■ **Задания**
1: Какой город, согласно записи Александра Бенуа во фрагменте страницы, действительно покинули немцы?
2: Выведите без изменений часть фрагмента страницы. Начните с места, где стоят слова «Весь вопрос в», и остановитесь после слов «вялость и тупость.».

4 апреля 1918-го

Apr 04, 2023 12:04

из дневников и стихов

Александр Блок, 37 лет, Петроград:
4 апреля.
Сегодняшнее заседание репертуарной секции, на которое мне очень не хотелось идти, было довольно интересное.
...
Противоречий, по существу, пока, по-моему, не было, психологические уже были (Пашковский).
Весь вопрос в том, что из этого воплотится и можно ли воплощать сейчас, когда в воздухе - ужасное: тупое, ни с чем не сравнимое равнодушие. «Публике», кажется, уже ничего не нужно, она развращена, как никогда. «Народ» кажет отовсюду азиатское рыло (страшные симптомы: 1) районный совет хочет «приучать» исподволь свою публику репертуаром «легкой комедии», так как «рабочей аристократии» наберется в районе «человек 80» (Люба); 2) улица: свиные рыла… 3) деревенские вести: они собираются, по-видимому, по-прежнему бездельничать и побираться, пока хватит, «налогами» на помещиков.
Перечислить и вспомнить я бы мог и еще, но все это - от «малого разума», так как «большого» во мне сейчас нет. После январских восторгов - у меня подлая склеротическая вялость и тупость.
Эти дни, тяготясь будущим (сегодняшним) заседанием, я закис в Вольфе (хроника) и планах о «Пантеоне», в этом мелькании старины: в куче навоза увязнешь прежде, чем найдешь жемчужное зерно.

Александр Бенуа, художник, 47 лет, Петроград:
4 апреля.
Четверг. Пятый акт трагедии (первые части трилогии, тетралогии, пенталогии) затягивается и осложняется. Немцы действительно ушли из Одессы. Эрзерум как будто отвоеван армянами. Киевская Рада предлагает мириться Советам. Москва милостиво соглашается, назначает Смольный для съезда делегатов (ох, арестуют хохлов!), но при этом не скрывается, что сочувствуют таганрогской Раде. В Гельсингфорсе высадились немцы и вместе с белогвардейцами берут Экенес. Здесь как бы к чему-то готовятся или делают вид, что готовятся. Во Франции продолжает литься кровь и гибнут лучшие люди. Ллойд Джордж кличет как для новых гекатомб всех колонистов-переселенцев (дай-то Бог, чтобы «не услышали»!). Вильгельм продолжает блефовать и собирается послать специально для утопления подводных лодок «старых», необученных рекрутов. Япония решила приостановиться. В Мурманском совдепе рабочие вместе с союзниками.

■ **Предоставленный материал**

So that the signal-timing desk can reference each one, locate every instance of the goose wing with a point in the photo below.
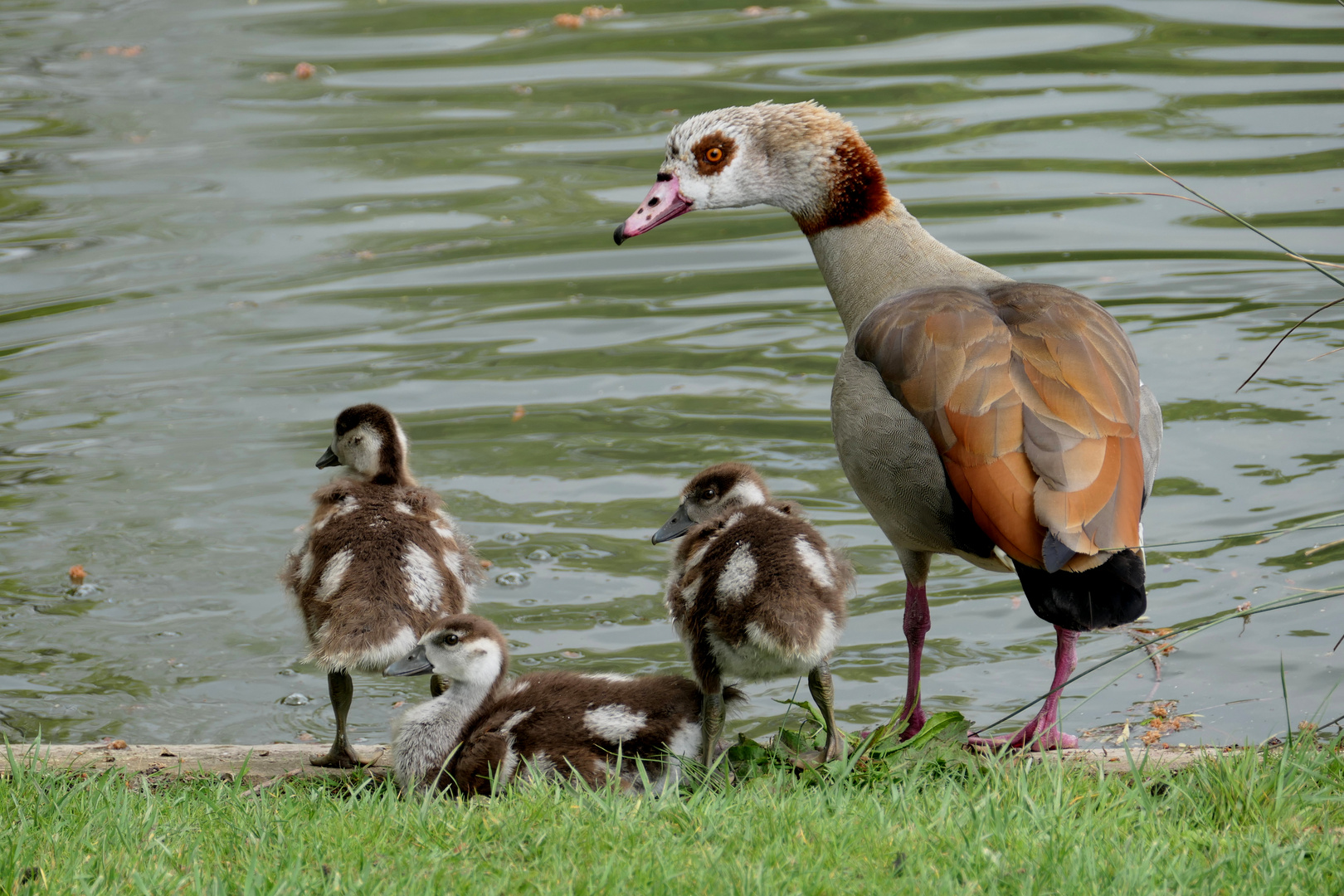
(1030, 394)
...
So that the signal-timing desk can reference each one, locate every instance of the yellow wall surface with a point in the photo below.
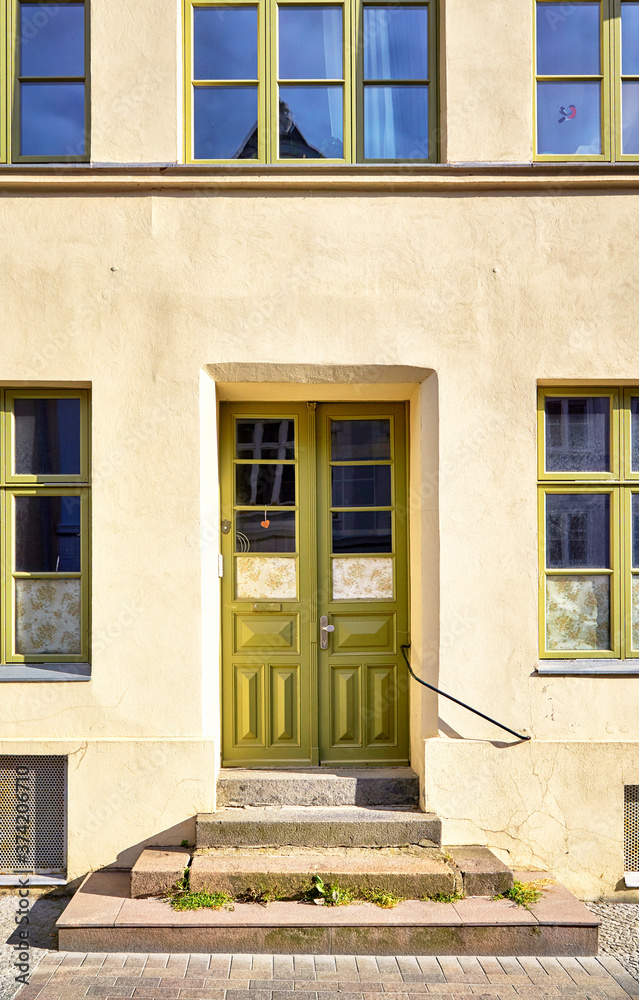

■ **Ответы к заданиям**
1: Одессу.

2:
Весь вопрос в том, что из этого воплотится и можно ли воплощать сейчас, когда в воздухе - ужасное: тупое, ни с чем не сравнимое равнодушие. «Публике», кажется, уже ничего не нужно, она развращена, как никогда. «Народ» кажет отовсюду азиатское рыло (страшные симптомы: 1) районный совет хочет «приучать» исподволь свою публику репертуаром «легкой комедии», так как «рабочей аристократии» наберется в районе «человек 80» (Люба); 2) улица: свиные рыла… 3) деревенские вести: они собираются, по-видимому, по-прежнему бездельничать и побираться, пока хватит, «налогами» на помещиков.
Перечислить и вспомнить я бы мог и еще, но все это - от «малого разума», так как «большого» во мне сейчас нет. После январских восторгов - у меня подлая склеротическая вялость и тупость.